- [YOUR TASK] Print the listing below only from the line that has "Target: grassy field" through the line that has "Target: black rectangle on backdrop", exactly, and drop any picture.

┄┄┄┄┄┄┄┄┄┄

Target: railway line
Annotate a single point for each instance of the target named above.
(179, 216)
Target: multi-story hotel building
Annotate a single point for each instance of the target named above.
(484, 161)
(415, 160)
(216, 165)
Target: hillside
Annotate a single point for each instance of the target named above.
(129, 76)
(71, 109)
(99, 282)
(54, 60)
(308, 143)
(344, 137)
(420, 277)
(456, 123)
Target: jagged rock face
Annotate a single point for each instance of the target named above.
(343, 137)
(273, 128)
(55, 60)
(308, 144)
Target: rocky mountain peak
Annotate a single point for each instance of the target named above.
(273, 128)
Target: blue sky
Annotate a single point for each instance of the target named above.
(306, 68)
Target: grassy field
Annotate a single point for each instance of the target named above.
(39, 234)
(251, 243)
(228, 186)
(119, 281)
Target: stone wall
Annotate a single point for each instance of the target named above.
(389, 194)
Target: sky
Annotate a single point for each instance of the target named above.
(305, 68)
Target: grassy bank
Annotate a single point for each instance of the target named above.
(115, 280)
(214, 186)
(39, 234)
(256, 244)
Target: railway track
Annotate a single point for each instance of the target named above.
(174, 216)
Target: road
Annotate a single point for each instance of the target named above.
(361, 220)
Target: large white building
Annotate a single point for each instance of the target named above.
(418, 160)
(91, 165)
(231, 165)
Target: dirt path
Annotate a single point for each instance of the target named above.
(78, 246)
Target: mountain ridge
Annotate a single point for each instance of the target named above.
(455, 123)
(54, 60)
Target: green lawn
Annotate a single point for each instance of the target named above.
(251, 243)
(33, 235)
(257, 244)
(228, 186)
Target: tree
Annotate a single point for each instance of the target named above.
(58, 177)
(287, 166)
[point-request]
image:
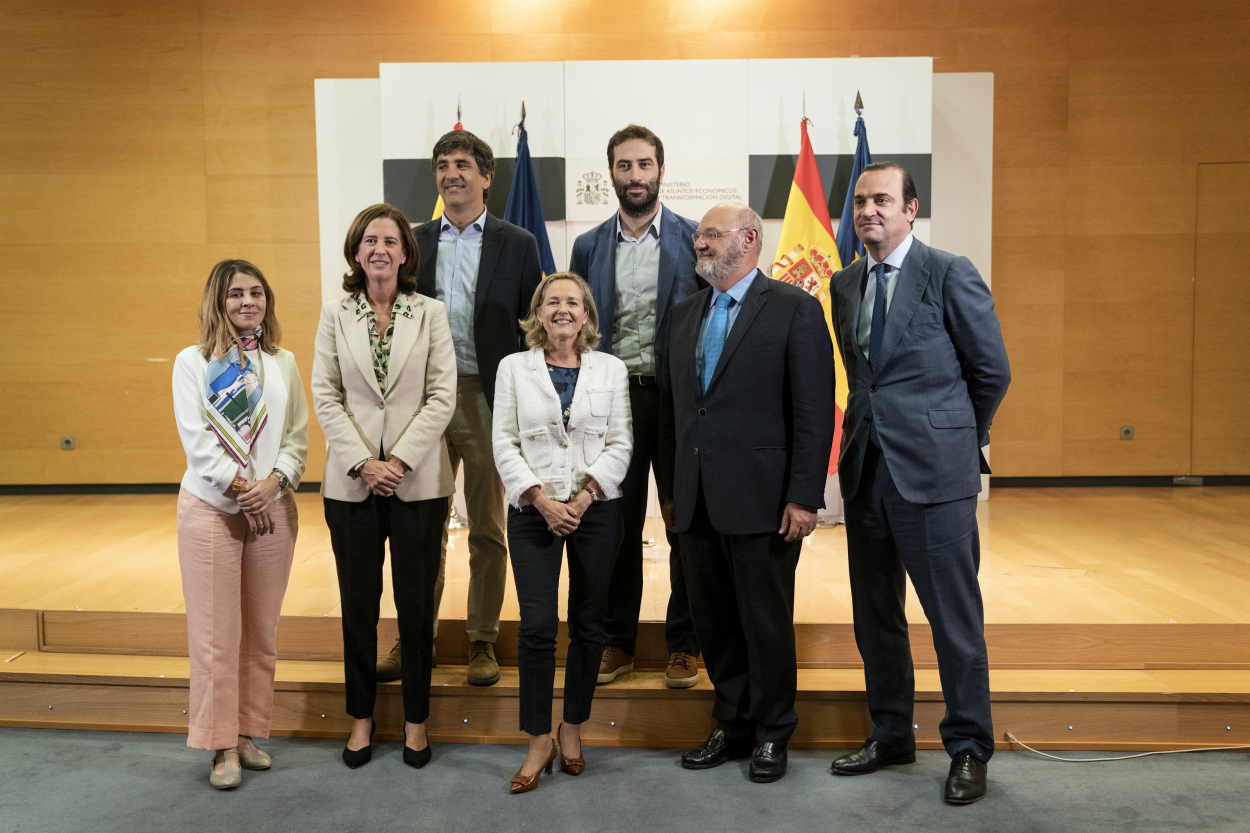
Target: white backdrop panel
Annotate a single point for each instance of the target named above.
(898, 103)
(694, 106)
(349, 166)
(419, 105)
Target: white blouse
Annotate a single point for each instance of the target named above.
(283, 445)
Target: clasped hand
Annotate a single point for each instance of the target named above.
(383, 477)
(563, 518)
(256, 499)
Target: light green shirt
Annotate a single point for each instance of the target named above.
(638, 279)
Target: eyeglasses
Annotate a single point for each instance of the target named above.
(713, 234)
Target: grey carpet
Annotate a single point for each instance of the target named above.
(100, 782)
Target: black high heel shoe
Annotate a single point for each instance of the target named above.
(418, 758)
(355, 758)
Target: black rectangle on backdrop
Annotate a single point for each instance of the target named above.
(771, 176)
(408, 184)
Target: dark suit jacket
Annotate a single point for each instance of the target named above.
(934, 389)
(594, 258)
(760, 437)
(508, 275)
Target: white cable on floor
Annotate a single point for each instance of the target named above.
(1136, 754)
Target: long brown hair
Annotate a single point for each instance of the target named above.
(354, 282)
(216, 333)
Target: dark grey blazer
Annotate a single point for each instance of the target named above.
(508, 274)
(760, 435)
(594, 258)
(934, 389)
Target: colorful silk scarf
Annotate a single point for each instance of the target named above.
(234, 389)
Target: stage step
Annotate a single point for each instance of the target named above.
(1060, 708)
(829, 646)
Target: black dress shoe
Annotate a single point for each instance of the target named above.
(356, 758)
(966, 779)
(768, 762)
(871, 757)
(418, 758)
(715, 751)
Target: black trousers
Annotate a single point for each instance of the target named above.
(358, 532)
(889, 539)
(741, 594)
(626, 590)
(536, 554)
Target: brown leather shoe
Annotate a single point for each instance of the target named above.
(614, 664)
(571, 766)
(681, 671)
(391, 666)
(523, 784)
(483, 666)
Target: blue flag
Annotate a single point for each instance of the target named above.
(524, 208)
(849, 247)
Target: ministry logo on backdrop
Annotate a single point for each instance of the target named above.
(593, 189)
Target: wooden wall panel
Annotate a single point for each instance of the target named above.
(166, 136)
(1221, 327)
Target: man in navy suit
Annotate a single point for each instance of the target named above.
(746, 427)
(639, 263)
(926, 369)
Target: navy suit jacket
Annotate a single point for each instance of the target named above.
(934, 389)
(594, 258)
(508, 274)
(760, 435)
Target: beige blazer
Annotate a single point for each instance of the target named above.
(529, 438)
(408, 422)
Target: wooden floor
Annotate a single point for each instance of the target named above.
(1116, 619)
(1111, 555)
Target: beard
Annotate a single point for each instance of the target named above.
(715, 269)
(638, 205)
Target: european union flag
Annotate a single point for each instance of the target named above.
(524, 208)
(849, 247)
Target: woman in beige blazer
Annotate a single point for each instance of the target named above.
(384, 388)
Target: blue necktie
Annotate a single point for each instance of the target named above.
(714, 339)
(876, 329)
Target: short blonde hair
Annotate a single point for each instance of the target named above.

┄┄┄┄┄┄┄┄┄┄

- [ANSWER FOR THIS EXERCISE]
Target: grassy field
Annotate a single point for each instance of the target named above.
(39, 234)
(251, 243)
(228, 186)
(119, 281)
Target: stone wall
Annotate a single point for each instance of the target named above.
(389, 194)
Target: sky
Annotate a single point for each instance of the target named above.
(305, 68)
Target: grassy bank
Annotate a single point for each instance of the target named above.
(115, 280)
(214, 186)
(39, 234)
(256, 244)
Target: railway track
Annotate a single point for each instance of the target named above.
(174, 216)
Target: road
Annotate a single point for each instance of the target named above.
(361, 220)
Target: large white building
Annotate a single point for each instance of the target named above.
(418, 160)
(91, 165)
(231, 165)
Target: dirt path
Annotate a single point for each instance of the target named above.
(78, 246)
Target: mountain ridge
Annotate a single point for each instance of the target named above.
(455, 123)
(54, 60)
Target: green lawn
Annotate a single point for each instance of the target named above.
(251, 243)
(33, 235)
(257, 244)
(228, 186)
Target: tree
Annotate a single point for each instance of the target named above.
(58, 177)
(287, 166)
[point-request]
image:
Target: white backdrop panel
Annotate a single point for each instance of the target named above.
(898, 103)
(694, 106)
(349, 166)
(419, 105)
Target: white blouse
Annotate a single point for each instance of the target named above.
(283, 445)
Target: clasped hand
Annotate a single point for each instance of the target named above.
(383, 477)
(563, 518)
(256, 499)
Target: light green shirt
Annotate a single point for each instance of the target named above.
(638, 279)
Target: eyeglasses
Annotate a single point for each instance of the target named above.
(713, 234)
Target: grey carpet
Annotate a single point for each instance of the target named above.
(100, 782)
Target: black high heel shoe
Annotate a single point for each instance of the target named above.
(418, 758)
(355, 758)
Target: black rectangle on backdrop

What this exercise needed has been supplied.